(Supplied data Opens)

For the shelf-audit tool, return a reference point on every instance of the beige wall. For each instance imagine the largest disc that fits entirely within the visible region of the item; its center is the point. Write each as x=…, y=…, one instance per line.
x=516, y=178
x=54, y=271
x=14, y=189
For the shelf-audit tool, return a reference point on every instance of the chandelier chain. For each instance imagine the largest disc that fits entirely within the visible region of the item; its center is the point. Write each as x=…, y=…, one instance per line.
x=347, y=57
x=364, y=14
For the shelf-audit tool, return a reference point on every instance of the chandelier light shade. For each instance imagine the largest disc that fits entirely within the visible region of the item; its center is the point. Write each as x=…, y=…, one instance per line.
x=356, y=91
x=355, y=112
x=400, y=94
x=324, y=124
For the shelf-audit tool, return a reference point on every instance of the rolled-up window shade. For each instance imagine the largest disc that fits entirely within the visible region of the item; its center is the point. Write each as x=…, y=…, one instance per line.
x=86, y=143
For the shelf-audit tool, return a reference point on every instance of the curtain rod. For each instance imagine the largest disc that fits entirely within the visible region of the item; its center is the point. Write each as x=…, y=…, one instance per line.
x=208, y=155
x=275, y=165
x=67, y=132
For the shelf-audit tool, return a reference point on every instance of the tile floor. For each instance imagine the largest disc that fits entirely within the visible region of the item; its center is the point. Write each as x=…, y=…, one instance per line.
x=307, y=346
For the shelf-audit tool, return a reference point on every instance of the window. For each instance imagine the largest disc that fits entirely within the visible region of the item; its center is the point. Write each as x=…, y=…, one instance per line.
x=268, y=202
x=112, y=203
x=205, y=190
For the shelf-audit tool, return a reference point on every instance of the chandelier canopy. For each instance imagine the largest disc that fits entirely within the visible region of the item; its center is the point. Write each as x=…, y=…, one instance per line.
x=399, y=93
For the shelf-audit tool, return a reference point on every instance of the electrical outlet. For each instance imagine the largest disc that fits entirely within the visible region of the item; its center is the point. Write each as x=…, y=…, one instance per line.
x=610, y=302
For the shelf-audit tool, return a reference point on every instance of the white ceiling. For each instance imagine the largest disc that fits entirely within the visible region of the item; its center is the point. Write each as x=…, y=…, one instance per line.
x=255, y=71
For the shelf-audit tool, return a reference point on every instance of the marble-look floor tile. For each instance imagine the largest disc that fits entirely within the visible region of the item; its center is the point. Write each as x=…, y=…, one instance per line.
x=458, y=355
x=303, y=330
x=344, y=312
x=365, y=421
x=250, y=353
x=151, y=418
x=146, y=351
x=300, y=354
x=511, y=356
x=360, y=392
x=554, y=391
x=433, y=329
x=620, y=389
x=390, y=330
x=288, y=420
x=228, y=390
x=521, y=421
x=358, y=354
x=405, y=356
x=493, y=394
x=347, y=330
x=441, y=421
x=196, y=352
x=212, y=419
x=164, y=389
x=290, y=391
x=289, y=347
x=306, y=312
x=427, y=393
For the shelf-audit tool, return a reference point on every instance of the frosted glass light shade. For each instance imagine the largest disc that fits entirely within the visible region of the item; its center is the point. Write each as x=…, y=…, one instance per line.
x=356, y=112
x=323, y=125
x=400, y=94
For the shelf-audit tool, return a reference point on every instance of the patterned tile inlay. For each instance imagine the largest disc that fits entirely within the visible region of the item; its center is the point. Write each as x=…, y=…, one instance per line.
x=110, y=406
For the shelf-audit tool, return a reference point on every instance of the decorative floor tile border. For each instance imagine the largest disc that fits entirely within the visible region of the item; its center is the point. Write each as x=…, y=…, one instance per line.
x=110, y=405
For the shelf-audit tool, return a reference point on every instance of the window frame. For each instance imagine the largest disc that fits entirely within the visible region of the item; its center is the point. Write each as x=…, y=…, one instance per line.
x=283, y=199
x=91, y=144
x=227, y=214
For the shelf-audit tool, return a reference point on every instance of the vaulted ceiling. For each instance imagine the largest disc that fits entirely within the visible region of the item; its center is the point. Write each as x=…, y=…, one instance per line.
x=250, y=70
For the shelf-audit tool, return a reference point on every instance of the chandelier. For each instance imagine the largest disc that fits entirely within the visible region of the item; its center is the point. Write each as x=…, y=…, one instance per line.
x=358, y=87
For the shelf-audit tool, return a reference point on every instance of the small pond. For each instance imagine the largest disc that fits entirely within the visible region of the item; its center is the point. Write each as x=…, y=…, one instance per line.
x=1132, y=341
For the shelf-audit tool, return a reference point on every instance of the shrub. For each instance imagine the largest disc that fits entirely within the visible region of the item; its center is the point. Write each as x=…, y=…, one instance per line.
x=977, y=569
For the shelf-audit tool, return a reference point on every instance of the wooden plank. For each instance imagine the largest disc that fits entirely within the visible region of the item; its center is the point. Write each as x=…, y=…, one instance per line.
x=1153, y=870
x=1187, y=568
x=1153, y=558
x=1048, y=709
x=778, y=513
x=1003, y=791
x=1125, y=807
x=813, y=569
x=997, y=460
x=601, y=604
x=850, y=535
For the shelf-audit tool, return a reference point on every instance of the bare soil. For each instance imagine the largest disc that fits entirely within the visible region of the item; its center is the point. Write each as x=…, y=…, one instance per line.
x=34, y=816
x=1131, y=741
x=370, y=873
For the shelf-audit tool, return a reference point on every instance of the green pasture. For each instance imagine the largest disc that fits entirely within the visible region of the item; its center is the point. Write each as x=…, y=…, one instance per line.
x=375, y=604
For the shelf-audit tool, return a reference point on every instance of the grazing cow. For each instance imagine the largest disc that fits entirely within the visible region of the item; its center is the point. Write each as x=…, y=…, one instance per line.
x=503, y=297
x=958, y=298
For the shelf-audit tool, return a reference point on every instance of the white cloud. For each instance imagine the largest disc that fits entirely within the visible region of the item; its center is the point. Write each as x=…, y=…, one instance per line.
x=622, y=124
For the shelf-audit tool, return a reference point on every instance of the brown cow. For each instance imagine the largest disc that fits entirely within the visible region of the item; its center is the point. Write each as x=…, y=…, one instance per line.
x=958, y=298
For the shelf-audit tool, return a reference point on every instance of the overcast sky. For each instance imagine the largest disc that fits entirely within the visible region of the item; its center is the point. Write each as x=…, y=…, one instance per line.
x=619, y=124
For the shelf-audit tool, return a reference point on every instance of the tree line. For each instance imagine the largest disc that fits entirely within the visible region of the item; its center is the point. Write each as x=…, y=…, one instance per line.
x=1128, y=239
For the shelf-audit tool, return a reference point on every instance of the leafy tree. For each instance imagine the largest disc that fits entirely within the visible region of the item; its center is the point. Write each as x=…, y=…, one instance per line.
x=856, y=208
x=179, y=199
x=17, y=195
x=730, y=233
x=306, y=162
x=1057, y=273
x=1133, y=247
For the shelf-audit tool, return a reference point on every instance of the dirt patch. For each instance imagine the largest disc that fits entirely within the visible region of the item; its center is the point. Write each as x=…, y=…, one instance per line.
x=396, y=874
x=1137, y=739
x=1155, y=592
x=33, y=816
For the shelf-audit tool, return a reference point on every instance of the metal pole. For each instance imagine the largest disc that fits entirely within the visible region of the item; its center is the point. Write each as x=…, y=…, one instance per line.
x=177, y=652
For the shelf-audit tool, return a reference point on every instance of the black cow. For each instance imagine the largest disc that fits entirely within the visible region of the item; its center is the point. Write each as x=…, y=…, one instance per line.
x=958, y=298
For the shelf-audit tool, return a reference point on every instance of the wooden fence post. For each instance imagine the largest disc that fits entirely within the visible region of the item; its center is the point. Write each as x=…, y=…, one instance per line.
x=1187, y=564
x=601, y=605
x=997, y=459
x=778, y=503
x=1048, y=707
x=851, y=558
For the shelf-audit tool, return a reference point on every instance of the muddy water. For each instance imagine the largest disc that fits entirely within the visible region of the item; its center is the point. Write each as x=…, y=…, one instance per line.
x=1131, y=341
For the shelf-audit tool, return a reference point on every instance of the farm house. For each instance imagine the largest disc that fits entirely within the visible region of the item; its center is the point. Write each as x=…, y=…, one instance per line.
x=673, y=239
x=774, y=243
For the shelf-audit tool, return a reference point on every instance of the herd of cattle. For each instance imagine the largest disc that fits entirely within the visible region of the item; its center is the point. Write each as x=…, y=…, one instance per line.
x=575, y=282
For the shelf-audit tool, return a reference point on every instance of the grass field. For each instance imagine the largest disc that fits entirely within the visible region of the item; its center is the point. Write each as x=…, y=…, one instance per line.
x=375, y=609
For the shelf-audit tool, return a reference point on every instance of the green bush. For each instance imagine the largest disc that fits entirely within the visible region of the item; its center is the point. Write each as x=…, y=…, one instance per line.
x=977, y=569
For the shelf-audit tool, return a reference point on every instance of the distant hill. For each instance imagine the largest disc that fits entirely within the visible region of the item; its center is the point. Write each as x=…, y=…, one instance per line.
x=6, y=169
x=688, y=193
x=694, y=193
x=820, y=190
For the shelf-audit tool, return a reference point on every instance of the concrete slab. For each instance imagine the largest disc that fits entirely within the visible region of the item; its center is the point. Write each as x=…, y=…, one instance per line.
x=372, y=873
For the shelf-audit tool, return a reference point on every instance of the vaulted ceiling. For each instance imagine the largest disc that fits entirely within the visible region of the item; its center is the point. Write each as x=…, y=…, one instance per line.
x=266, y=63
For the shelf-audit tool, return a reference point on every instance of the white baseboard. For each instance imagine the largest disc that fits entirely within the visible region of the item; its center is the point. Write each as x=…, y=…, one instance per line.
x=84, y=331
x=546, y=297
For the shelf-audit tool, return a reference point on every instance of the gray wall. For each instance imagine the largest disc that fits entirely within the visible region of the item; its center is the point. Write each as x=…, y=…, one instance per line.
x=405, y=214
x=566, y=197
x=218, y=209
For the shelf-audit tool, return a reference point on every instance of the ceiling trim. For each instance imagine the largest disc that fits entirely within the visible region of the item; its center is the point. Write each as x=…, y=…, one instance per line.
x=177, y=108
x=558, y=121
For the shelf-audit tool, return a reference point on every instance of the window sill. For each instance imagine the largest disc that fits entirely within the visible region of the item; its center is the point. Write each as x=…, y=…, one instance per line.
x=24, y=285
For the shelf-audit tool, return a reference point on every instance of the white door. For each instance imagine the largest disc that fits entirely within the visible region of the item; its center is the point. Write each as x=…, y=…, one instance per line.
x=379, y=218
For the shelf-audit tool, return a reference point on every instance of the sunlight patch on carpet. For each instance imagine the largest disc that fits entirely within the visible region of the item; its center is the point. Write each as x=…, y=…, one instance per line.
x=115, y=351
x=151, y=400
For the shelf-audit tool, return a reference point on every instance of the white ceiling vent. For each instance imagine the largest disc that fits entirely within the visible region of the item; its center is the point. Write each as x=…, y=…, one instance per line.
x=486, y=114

(Supplied data Closes)

■ Problem: Word for word, repeat the line holding "white ceiling vent." and all lines after it through the end of the entries above.

■ Exercise solution:
For the shelf-audit tool, return a reference point on every instance of the white ceiling vent. For each instance imagine the largest disc that fits entirely within the visible region of the item; its center is the point. Write each as x=…, y=…, one instance per line.
x=486, y=114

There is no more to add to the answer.